▶

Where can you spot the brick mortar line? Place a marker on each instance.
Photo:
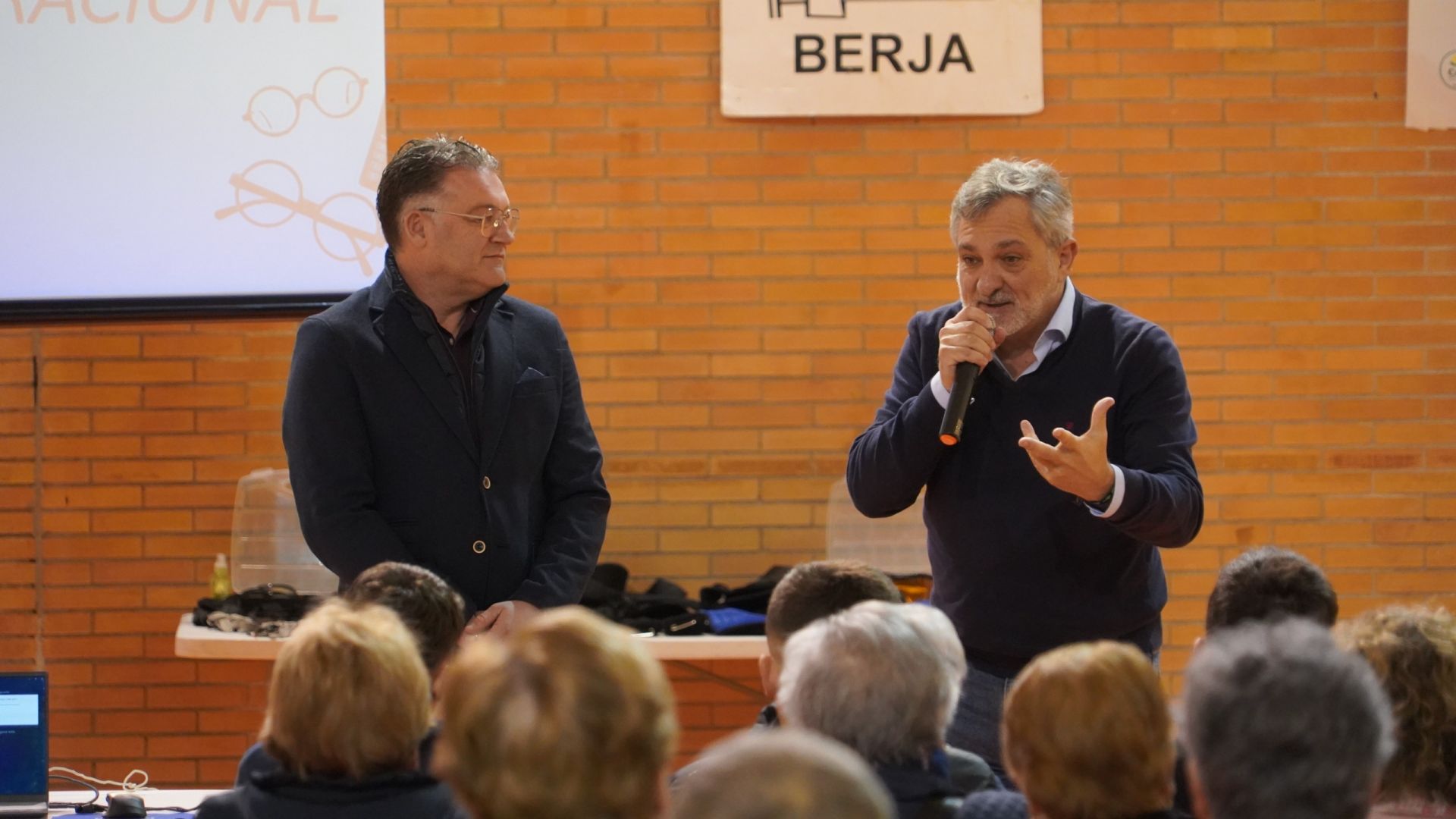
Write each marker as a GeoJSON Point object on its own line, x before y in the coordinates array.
{"type": "Point", "coordinates": [36, 526]}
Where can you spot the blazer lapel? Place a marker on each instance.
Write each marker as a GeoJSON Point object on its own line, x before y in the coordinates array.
{"type": "Point", "coordinates": [498, 382]}
{"type": "Point", "coordinates": [406, 343]}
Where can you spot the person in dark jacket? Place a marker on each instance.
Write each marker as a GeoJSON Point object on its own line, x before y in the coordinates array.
{"type": "Point", "coordinates": [347, 710]}
{"type": "Point", "coordinates": [881, 678]}
{"type": "Point", "coordinates": [1074, 464]}
{"type": "Point", "coordinates": [435, 420]}
{"type": "Point", "coordinates": [428, 607]}
{"type": "Point", "coordinates": [570, 717]}
{"type": "Point", "coordinates": [781, 774]}
{"type": "Point", "coordinates": [1087, 732]}
{"type": "Point", "coordinates": [813, 591]}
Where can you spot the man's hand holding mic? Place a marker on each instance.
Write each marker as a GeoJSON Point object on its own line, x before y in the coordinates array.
{"type": "Point", "coordinates": [973, 337]}
{"type": "Point", "coordinates": [967, 344]}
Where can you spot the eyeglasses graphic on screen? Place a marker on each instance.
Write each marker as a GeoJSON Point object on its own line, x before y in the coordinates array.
{"type": "Point", "coordinates": [275, 110]}
{"type": "Point", "coordinates": [270, 193]}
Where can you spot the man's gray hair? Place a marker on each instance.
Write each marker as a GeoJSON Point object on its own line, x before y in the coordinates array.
{"type": "Point", "coordinates": [881, 678]}
{"type": "Point", "coordinates": [1283, 725]}
{"type": "Point", "coordinates": [780, 774]}
{"type": "Point", "coordinates": [419, 168]}
{"type": "Point", "coordinates": [1036, 181]}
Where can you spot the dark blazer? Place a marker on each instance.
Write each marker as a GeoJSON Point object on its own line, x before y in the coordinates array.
{"type": "Point", "coordinates": [386, 464]}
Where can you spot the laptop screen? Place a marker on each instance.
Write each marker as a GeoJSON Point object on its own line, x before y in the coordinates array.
{"type": "Point", "coordinates": [24, 757]}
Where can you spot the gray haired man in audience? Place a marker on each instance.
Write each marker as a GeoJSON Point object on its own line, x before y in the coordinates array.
{"type": "Point", "coordinates": [783, 774]}
{"type": "Point", "coordinates": [1282, 725]}
{"type": "Point", "coordinates": [884, 679]}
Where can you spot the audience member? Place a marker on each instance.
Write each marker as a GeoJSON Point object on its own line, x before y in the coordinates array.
{"type": "Point", "coordinates": [1282, 725]}
{"type": "Point", "coordinates": [813, 591]}
{"type": "Point", "coordinates": [570, 717]}
{"type": "Point", "coordinates": [430, 608]}
{"type": "Point", "coordinates": [1085, 735]}
{"type": "Point", "coordinates": [783, 774]}
{"type": "Point", "coordinates": [881, 678]}
{"type": "Point", "coordinates": [808, 592]}
{"type": "Point", "coordinates": [1270, 585]}
{"type": "Point", "coordinates": [1413, 653]}
{"type": "Point", "coordinates": [347, 710]}
{"type": "Point", "coordinates": [422, 599]}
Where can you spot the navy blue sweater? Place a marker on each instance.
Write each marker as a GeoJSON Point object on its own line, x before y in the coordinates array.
{"type": "Point", "coordinates": [1019, 566]}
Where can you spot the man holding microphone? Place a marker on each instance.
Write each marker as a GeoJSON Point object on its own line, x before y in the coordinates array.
{"type": "Point", "coordinates": [1072, 465]}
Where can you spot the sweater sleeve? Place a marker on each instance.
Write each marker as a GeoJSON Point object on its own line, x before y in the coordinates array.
{"type": "Point", "coordinates": [893, 460]}
{"type": "Point", "coordinates": [1163, 500]}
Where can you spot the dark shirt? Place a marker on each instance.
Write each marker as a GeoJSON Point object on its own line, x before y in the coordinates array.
{"type": "Point", "coordinates": [913, 786]}
{"type": "Point", "coordinates": [1011, 805]}
{"type": "Point", "coordinates": [459, 347]}
{"type": "Point", "coordinates": [258, 763]}
{"type": "Point", "coordinates": [286, 796]}
{"type": "Point", "coordinates": [1021, 566]}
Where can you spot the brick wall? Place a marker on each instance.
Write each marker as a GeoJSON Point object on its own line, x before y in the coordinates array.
{"type": "Point", "coordinates": [737, 290]}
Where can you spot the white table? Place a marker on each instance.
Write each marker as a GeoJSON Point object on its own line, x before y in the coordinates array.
{"type": "Point", "coordinates": [152, 798]}
{"type": "Point", "coordinates": [201, 643]}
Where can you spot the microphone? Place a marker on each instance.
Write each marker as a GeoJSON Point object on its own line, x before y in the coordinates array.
{"type": "Point", "coordinates": [965, 373]}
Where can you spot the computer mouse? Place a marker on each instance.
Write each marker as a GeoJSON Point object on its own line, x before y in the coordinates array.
{"type": "Point", "coordinates": [126, 806]}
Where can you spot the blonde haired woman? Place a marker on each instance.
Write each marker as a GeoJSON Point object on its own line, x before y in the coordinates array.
{"type": "Point", "coordinates": [570, 717]}
{"type": "Point", "coordinates": [1413, 651]}
{"type": "Point", "coordinates": [347, 708]}
{"type": "Point", "coordinates": [1087, 735]}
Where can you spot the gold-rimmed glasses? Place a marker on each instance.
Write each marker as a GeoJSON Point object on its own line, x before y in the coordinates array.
{"type": "Point", "coordinates": [490, 221]}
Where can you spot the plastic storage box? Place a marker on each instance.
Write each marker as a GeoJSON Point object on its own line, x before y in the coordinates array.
{"type": "Point", "coordinates": [268, 544]}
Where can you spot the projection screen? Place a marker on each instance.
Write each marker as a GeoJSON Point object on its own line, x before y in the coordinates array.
{"type": "Point", "coordinates": [188, 156]}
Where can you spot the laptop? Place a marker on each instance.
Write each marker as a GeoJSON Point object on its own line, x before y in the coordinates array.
{"type": "Point", "coordinates": [24, 748]}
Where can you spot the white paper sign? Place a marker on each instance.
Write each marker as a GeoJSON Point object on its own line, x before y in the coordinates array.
{"type": "Point", "coordinates": [190, 148]}
{"type": "Point", "coordinates": [881, 57]}
{"type": "Point", "coordinates": [1430, 66]}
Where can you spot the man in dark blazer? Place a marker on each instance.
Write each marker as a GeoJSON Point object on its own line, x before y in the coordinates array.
{"type": "Point", "coordinates": [1036, 539]}
{"type": "Point", "coordinates": [433, 420]}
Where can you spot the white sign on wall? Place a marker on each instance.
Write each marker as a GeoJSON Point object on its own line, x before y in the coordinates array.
{"type": "Point", "coordinates": [880, 57]}
{"type": "Point", "coordinates": [1430, 66]}
{"type": "Point", "coordinates": [190, 148]}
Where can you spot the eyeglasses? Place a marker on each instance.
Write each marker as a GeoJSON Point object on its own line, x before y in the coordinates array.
{"type": "Point", "coordinates": [337, 93]}
{"type": "Point", "coordinates": [490, 221]}
{"type": "Point", "coordinates": [270, 193]}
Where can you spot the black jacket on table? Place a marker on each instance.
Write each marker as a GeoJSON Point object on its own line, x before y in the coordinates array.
{"type": "Point", "coordinates": [388, 464]}
{"type": "Point", "coordinates": [1019, 566]}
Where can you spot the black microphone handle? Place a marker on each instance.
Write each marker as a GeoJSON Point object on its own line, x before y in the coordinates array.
{"type": "Point", "coordinates": [965, 373]}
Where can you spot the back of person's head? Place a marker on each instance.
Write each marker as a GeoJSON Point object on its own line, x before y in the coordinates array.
{"type": "Point", "coordinates": [566, 717]}
{"type": "Point", "coordinates": [1269, 583]}
{"type": "Point", "coordinates": [813, 591]}
{"type": "Point", "coordinates": [1034, 181]}
{"type": "Point", "coordinates": [1087, 733]}
{"type": "Point", "coordinates": [881, 678]}
{"type": "Point", "coordinates": [422, 599]}
{"type": "Point", "coordinates": [1280, 723]}
{"type": "Point", "coordinates": [350, 695]}
{"type": "Point", "coordinates": [1413, 651]}
{"type": "Point", "coordinates": [781, 774]}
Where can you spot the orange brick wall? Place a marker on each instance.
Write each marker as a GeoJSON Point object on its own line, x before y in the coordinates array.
{"type": "Point", "coordinates": [737, 290]}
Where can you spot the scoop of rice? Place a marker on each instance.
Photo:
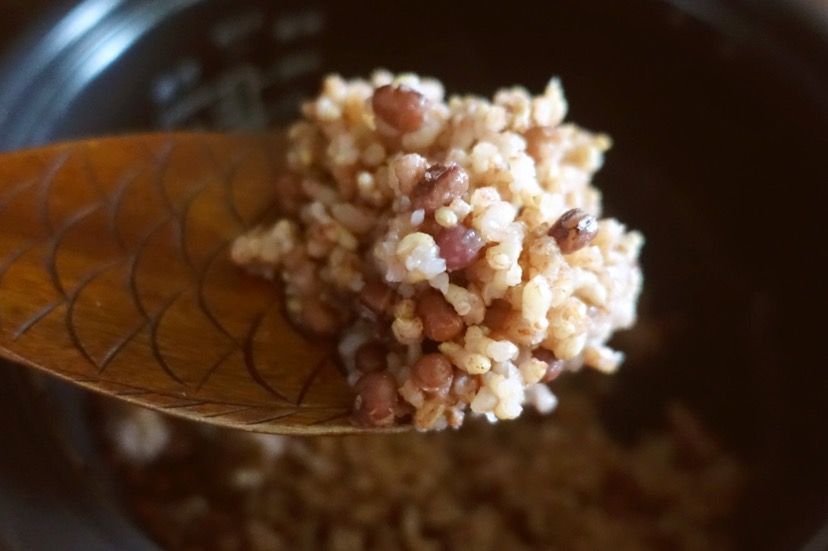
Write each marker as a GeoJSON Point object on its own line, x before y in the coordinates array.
{"type": "Point", "coordinates": [455, 247]}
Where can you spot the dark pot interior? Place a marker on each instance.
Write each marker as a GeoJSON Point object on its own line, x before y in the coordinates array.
{"type": "Point", "coordinates": [720, 121]}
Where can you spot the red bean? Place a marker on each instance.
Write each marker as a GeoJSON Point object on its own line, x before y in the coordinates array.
{"type": "Point", "coordinates": [371, 356]}
{"type": "Point", "coordinates": [554, 366]}
{"type": "Point", "coordinates": [376, 401]}
{"type": "Point", "coordinates": [574, 230]}
{"type": "Point", "coordinates": [441, 184]}
{"type": "Point", "coordinates": [440, 321]}
{"type": "Point", "coordinates": [433, 373]}
{"type": "Point", "coordinates": [400, 107]}
{"type": "Point", "coordinates": [460, 246]}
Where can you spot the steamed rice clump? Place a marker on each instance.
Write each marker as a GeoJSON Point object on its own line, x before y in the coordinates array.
{"type": "Point", "coordinates": [455, 247]}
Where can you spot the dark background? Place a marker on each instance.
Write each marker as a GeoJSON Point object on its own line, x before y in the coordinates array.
{"type": "Point", "coordinates": [720, 121]}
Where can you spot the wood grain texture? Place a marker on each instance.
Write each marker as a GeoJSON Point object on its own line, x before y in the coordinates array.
{"type": "Point", "coordinates": [115, 274]}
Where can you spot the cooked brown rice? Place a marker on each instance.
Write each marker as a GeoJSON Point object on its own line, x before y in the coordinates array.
{"type": "Point", "coordinates": [456, 247]}
{"type": "Point", "coordinates": [539, 483]}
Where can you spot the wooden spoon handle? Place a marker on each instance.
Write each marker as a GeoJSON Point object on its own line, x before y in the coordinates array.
{"type": "Point", "coordinates": [115, 274]}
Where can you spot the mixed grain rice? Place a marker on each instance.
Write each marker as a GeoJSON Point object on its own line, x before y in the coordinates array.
{"type": "Point", "coordinates": [539, 483]}
{"type": "Point", "coordinates": [456, 247]}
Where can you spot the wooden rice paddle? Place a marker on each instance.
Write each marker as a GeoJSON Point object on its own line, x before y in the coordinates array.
{"type": "Point", "coordinates": [115, 274]}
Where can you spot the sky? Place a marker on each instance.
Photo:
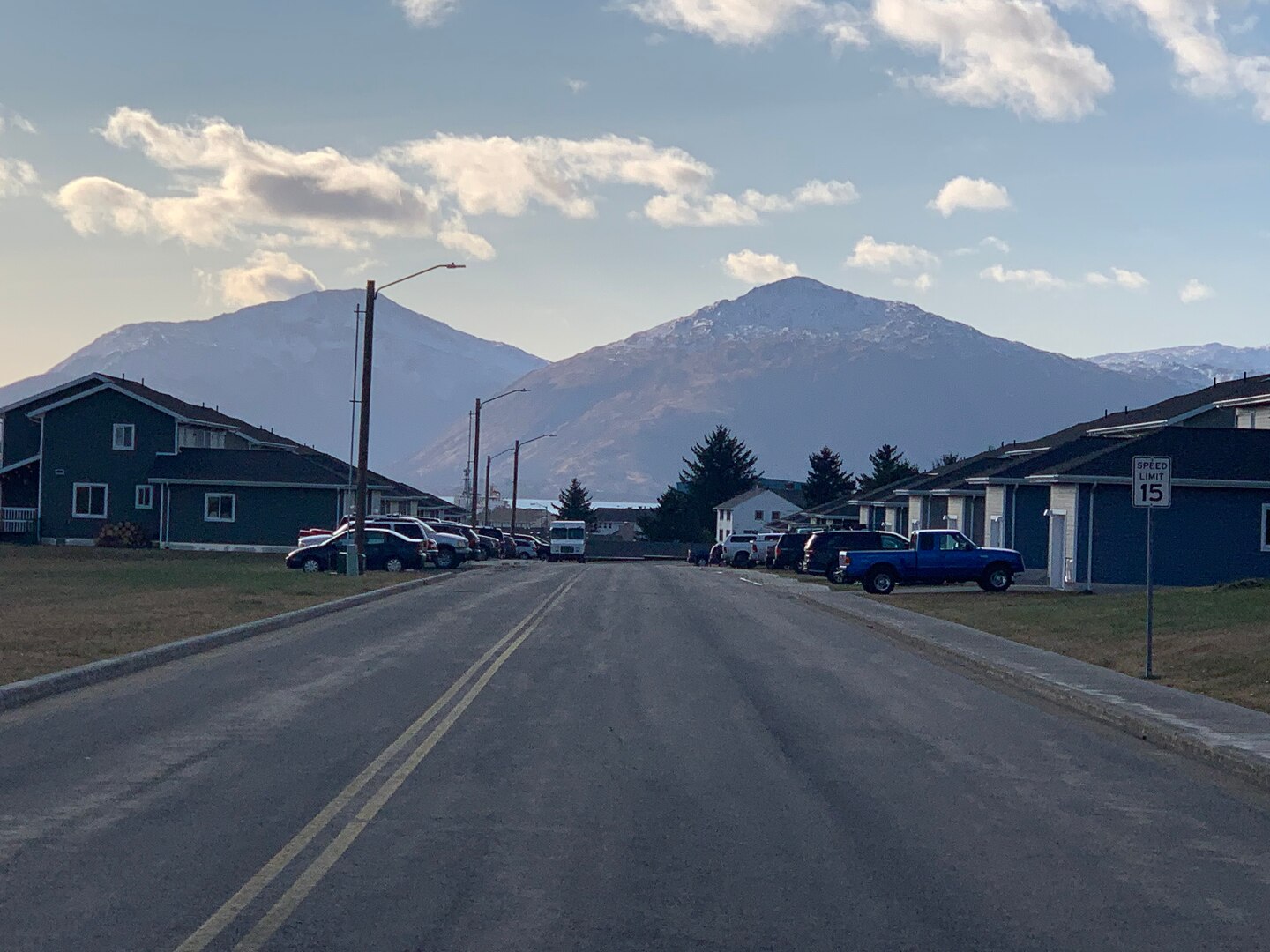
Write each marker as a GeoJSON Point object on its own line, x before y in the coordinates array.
{"type": "Point", "coordinates": [1082, 176]}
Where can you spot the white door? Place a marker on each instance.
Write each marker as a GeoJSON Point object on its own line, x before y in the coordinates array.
{"type": "Point", "coordinates": [1057, 548]}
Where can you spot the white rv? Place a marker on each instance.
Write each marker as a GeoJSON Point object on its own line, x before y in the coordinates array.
{"type": "Point", "coordinates": [568, 542]}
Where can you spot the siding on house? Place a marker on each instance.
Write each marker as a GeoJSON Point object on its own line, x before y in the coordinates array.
{"type": "Point", "coordinates": [79, 449]}
{"type": "Point", "coordinates": [265, 516]}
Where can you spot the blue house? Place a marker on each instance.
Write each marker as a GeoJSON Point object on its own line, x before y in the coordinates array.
{"type": "Point", "coordinates": [106, 450]}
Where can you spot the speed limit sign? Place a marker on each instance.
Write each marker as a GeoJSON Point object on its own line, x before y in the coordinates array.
{"type": "Point", "coordinates": [1152, 481]}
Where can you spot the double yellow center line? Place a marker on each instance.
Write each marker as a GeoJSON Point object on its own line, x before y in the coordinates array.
{"type": "Point", "coordinates": [311, 874]}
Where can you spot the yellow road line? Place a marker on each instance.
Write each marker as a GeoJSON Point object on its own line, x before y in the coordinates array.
{"type": "Point", "coordinates": [319, 867]}
{"type": "Point", "coordinates": [251, 889]}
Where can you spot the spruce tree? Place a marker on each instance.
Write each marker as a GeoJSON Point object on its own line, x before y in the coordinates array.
{"type": "Point", "coordinates": [826, 480]}
{"type": "Point", "coordinates": [721, 467]}
{"type": "Point", "coordinates": [889, 465]}
{"type": "Point", "coordinates": [576, 504]}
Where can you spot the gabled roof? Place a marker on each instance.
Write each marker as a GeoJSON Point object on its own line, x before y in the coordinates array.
{"type": "Point", "coordinates": [1203, 455]}
{"type": "Point", "coordinates": [175, 406]}
{"type": "Point", "coordinates": [254, 467]}
{"type": "Point", "coordinates": [751, 494]}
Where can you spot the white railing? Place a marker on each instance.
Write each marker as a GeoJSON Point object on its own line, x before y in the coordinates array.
{"type": "Point", "coordinates": [17, 519]}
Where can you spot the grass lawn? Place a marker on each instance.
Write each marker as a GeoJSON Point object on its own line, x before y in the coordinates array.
{"type": "Point", "coordinates": [1213, 641]}
{"type": "Point", "coordinates": [66, 606]}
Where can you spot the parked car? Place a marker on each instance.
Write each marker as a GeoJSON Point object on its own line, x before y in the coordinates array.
{"type": "Point", "coordinates": [935, 556]}
{"type": "Point", "coordinates": [788, 551]}
{"type": "Point", "coordinates": [741, 551]}
{"type": "Point", "coordinates": [698, 554]}
{"type": "Point", "coordinates": [766, 542]}
{"type": "Point", "coordinates": [385, 551]}
{"type": "Point", "coordinates": [820, 550]}
{"type": "Point", "coordinates": [474, 539]}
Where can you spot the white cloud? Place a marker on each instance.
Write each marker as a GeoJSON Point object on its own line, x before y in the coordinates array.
{"type": "Point", "coordinates": [992, 242]}
{"type": "Point", "coordinates": [923, 282]}
{"type": "Point", "coordinates": [706, 211]}
{"type": "Point", "coordinates": [719, 208]}
{"type": "Point", "coordinates": [426, 13]}
{"type": "Point", "coordinates": [756, 268]}
{"type": "Point", "coordinates": [1192, 291]}
{"type": "Point", "coordinates": [267, 276]}
{"type": "Point", "coordinates": [1132, 280]}
{"type": "Point", "coordinates": [17, 176]}
{"type": "Point", "coordinates": [752, 22]}
{"type": "Point", "coordinates": [1189, 31]}
{"type": "Point", "coordinates": [228, 185]}
{"type": "Point", "coordinates": [1027, 277]}
{"type": "Point", "coordinates": [503, 175]}
{"type": "Point", "coordinates": [884, 256]}
{"type": "Point", "coordinates": [742, 22]}
{"type": "Point", "coordinates": [1000, 52]}
{"type": "Point", "coordinates": [964, 192]}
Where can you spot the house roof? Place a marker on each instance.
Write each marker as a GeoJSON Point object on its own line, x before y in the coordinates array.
{"type": "Point", "coordinates": [256, 467]}
{"type": "Point", "coordinates": [756, 492]}
{"type": "Point", "coordinates": [1204, 455]}
{"type": "Point", "coordinates": [167, 403]}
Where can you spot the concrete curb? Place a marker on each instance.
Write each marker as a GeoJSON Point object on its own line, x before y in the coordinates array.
{"type": "Point", "coordinates": [1224, 735]}
{"type": "Point", "coordinates": [25, 692]}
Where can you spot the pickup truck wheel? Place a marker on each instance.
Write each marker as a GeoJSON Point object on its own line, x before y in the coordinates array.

◀

> _Instructions to follow_: In the entries above, take the line containing "Where can you spot the white cloud?" and each later line through the last, and repeat them exactly. Output nothing else.

> _Written reply_:
Where can you spot the white cloud? Place a marker on each instance.
Write each marker as a GeoJSON Point object on its own line, x before y in the coordinates array.
{"type": "Point", "coordinates": [992, 242]}
{"type": "Point", "coordinates": [923, 282]}
{"type": "Point", "coordinates": [706, 211]}
{"type": "Point", "coordinates": [719, 208]}
{"type": "Point", "coordinates": [426, 13]}
{"type": "Point", "coordinates": [756, 268]}
{"type": "Point", "coordinates": [1192, 291]}
{"type": "Point", "coordinates": [267, 276]}
{"type": "Point", "coordinates": [1132, 280]}
{"type": "Point", "coordinates": [17, 176]}
{"type": "Point", "coordinates": [752, 22]}
{"type": "Point", "coordinates": [1189, 31]}
{"type": "Point", "coordinates": [228, 185]}
{"type": "Point", "coordinates": [1027, 277]}
{"type": "Point", "coordinates": [503, 175]}
{"type": "Point", "coordinates": [884, 256]}
{"type": "Point", "coordinates": [742, 22]}
{"type": "Point", "coordinates": [1000, 52]}
{"type": "Point", "coordinates": [964, 192]}
Where can you spot the house roof? Place a marker on each instance.
Write each marker as a GeoJSON Point object on its own line, x before y in the coordinates array.
{"type": "Point", "coordinates": [256, 467]}
{"type": "Point", "coordinates": [756, 492]}
{"type": "Point", "coordinates": [1204, 455]}
{"type": "Point", "coordinates": [167, 403]}
Where can you spot the concrete curb? Place a marker on each instance.
Write each marker as a GeoJSON Point object on its own line, x before y in the coordinates array.
{"type": "Point", "coordinates": [1224, 735]}
{"type": "Point", "coordinates": [25, 692]}
Where can you spot the pickup truck wheel? Place a marker on each instance.
Write each marker as a GeoJSON Point object on its own line, x before y in the coordinates array.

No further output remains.